Drop every picture, then transcribe the remaining data exactly.
*** Dataset
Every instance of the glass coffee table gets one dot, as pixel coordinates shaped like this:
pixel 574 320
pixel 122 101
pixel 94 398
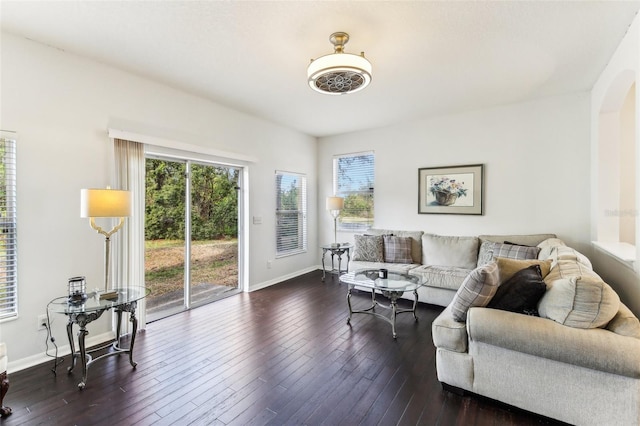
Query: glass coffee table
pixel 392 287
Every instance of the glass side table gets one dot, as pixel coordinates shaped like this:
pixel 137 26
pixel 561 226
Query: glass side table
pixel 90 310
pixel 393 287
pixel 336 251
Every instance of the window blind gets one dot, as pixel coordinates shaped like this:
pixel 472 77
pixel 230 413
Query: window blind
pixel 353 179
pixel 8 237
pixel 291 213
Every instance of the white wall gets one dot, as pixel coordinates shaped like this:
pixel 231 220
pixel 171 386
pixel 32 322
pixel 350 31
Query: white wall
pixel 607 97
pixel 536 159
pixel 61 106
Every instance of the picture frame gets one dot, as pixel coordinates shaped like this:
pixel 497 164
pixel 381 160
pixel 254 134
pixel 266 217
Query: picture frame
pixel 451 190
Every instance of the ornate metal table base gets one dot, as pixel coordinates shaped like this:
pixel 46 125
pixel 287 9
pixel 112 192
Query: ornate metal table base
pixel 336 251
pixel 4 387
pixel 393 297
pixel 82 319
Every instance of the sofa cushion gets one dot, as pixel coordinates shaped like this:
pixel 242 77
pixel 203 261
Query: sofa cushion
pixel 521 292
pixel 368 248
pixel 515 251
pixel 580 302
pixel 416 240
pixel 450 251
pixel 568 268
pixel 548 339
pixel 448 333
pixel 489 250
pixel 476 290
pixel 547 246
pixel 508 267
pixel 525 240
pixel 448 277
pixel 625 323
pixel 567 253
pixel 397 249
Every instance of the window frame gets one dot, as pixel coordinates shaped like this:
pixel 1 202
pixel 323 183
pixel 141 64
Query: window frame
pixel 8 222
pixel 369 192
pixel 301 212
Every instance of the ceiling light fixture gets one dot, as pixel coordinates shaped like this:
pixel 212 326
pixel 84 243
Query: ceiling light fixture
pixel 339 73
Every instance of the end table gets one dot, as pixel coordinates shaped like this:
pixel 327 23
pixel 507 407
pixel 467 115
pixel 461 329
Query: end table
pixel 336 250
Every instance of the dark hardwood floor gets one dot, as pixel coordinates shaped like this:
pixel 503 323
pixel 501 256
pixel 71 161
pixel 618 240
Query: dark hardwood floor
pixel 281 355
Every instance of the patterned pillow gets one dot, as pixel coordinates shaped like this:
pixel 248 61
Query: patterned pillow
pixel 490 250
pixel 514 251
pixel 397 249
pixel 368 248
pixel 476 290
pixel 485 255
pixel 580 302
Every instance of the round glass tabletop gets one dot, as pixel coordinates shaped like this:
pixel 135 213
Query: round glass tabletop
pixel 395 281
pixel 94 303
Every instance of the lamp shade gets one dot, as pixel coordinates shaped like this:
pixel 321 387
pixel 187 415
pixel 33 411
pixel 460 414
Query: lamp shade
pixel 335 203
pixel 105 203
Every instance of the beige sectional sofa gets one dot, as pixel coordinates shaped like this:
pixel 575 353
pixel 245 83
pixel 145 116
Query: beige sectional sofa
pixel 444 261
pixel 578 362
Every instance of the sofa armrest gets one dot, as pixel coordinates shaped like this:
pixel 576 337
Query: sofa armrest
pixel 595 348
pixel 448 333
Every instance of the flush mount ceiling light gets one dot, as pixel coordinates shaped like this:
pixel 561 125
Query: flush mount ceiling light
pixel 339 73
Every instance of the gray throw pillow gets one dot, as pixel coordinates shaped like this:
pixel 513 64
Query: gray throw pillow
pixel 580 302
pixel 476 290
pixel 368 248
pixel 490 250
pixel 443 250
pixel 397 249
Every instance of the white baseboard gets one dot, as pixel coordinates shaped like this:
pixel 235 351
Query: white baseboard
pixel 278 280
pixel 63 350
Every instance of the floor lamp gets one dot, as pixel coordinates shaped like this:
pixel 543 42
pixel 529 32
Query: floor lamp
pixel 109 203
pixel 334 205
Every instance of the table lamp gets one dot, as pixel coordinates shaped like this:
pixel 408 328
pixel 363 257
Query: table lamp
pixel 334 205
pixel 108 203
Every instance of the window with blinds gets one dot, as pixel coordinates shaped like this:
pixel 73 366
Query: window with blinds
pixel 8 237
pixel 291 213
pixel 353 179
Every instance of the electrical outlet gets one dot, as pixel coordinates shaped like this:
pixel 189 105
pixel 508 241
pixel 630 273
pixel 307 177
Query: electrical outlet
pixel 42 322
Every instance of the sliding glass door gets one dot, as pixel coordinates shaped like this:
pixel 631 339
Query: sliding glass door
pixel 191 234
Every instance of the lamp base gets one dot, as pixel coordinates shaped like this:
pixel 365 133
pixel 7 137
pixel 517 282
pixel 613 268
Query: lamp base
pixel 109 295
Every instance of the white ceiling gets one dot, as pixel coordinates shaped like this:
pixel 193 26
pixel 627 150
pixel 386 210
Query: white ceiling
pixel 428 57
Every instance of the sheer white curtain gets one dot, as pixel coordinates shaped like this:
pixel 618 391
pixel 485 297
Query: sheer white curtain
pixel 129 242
******
Final result:
Every instance of the glass coffee table gets one dot, as pixel coordinates shaped like this:
pixel 574 320
pixel 122 101
pixel 94 398
Query: glass coffee table
pixel 392 287
Every instance of the glass side table gets one dot, as pixel coordinates shaped like this:
pixel 137 26
pixel 561 226
Query: glass side table
pixel 90 310
pixel 393 287
pixel 336 251
Every instance of the window blind gets one dot, as pixel coordinates shaped like this:
pixel 472 77
pixel 230 413
Query: window blind
pixel 353 179
pixel 8 237
pixel 291 213
Every instance of the white wall gets one dot, as pixel coordinates shaped like this:
pixel 231 220
pixel 171 386
pixel 32 322
pixel 350 31
Query: white wall
pixel 607 97
pixel 536 159
pixel 61 106
Every instance of the picture frame gets one dot, as pixel coordinates shaped like this:
pixel 497 164
pixel 381 160
pixel 254 134
pixel 266 217
Query: picture frame
pixel 451 190
Every instance of the ornate metal table base gets one dot, as pixel coordinates shaped like this:
pixel 46 125
pixel 287 9
pixel 112 192
Query: ornate metal table base
pixel 336 251
pixel 4 387
pixel 393 297
pixel 82 319
Every instance of the sofa cushion gets one dot, as pixel coordinates shaped like this:
pixel 242 77
pixel 203 261
Query: sofa cushion
pixel 521 292
pixel 368 248
pixel 515 251
pixel 580 302
pixel 416 240
pixel 450 251
pixel 568 268
pixel 548 339
pixel 448 333
pixel 489 250
pixel 476 290
pixel 547 246
pixel 508 267
pixel 525 240
pixel 448 277
pixel 625 323
pixel 567 253
pixel 397 249
Every instance of the window frame gets one dot, as pixel coordinates shaped like this:
pixel 1 202
pixel 323 183
pixel 141 64
Query: window frame
pixel 8 222
pixel 369 192
pixel 301 212
Every instance of the ceiling light fixture gets one dot, as pixel coordinates shaped like this:
pixel 212 326
pixel 84 243
Query: ceiling light fixture
pixel 339 73
Every instance of the end table gets one dot, as pixel coordinates shaped like this:
pixel 327 23
pixel 507 407
pixel 467 115
pixel 461 329
Query: end table
pixel 336 250
Every instance of the dark hardwood floor gets one dot, as pixel coordinates shaped like this:
pixel 503 323
pixel 501 256
pixel 71 161
pixel 618 240
Query: dark hardwood floor
pixel 281 355
Every instance of the patterned pillow gets one dot, as pixel coordinates shaped like this:
pixel 248 61
Query: patterned pillow
pixel 490 250
pixel 514 251
pixel 397 249
pixel 368 248
pixel 476 290
pixel 485 255
pixel 580 302
Every instance of the round glass tabletop gets one dot, as pixel coordinates shaped like this:
pixel 135 213
Query: round glass tabletop
pixel 395 281
pixel 94 303
Every instance of the lamp shade gets one dot, as pixel coordinates shaped like this:
pixel 321 387
pixel 187 415
pixel 33 411
pixel 460 414
Query: lamp shade
pixel 335 203
pixel 105 203
Every instance of the beige sectional sofa gets one dot, as pixel coordinates shaped like this:
pixel 575 353
pixel 245 83
pixel 145 116
Query: beige sectional sofa
pixel 444 261
pixel 578 362
Every instance of the sofa armrest gets one dot, as pixel coordinates shaped like this:
pixel 576 337
Query: sofa armrest
pixel 595 348
pixel 448 333
Every instance of the flush mount ceiling light gets one dot, as pixel coordinates shaped like this:
pixel 561 125
Query: flush mount ceiling light
pixel 339 73
Every instance of the gray throw pillow gets one dot, as pixel coordinates shaped like this:
pixel 513 64
Query: gray throw pillow
pixel 580 302
pixel 476 290
pixel 368 248
pixel 490 250
pixel 443 250
pixel 397 249
Every instance of the white baseboard gets one dot, as pixel coordinates shaped like this:
pixel 235 351
Query: white baseboard
pixel 278 280
pixel 63 350
Every instance of the floor lamp gets one dot, as pixel coordinates shaped like this:
pixel 543 42
pixel 529 32
Query: floor lamp
pixel 109 203
pixel 334 205
Every instance of the table lamp gets one dot, as pixel coordinates shaped like this:
pixel 408 328
pixel 363 257
Query: table lamp
pixel 334 205
pixel 108 203
Every instance of the window with blinds gets one dot, as pixel coordinates shaped like this:
pixel 73 366
Query: window with blinds
pixel 8 237
pixel 291 213
pixel 353 179
Every instance of the electrical outlet gets one dot, as pixel coordinates shaped like this:
pixel 189 105
pixel 508 241
pixel 630 273
pixel 307 177
Query: electrical outlet
pixel 42 322
Every instance of the sliding glass door gets one dot, as pixel coordinates shaped like this:
pixel 631 339
Query: sliding glass door
pixel 191 234
Every instance of the lamp base gets one dot, as pixel coordinates shaped like this:
pixel 365 133
pixel 7 137
pixel 517 282
pixel 613 268
Query: lamp base
pixel 109 295
Every instance of the white ceiling gets one dot, as pixel coordinates shaped like this:
pixel 193 26
pixel 627 150
pixel 386 210
Query: white ceiling
pixel 428 57
Every instance of the sheer white curtain gets one dot, as pixel coordinates shaped like this:
pixel 618 391
pixel 485 297
Query: sheer white curtain
pixel 129 242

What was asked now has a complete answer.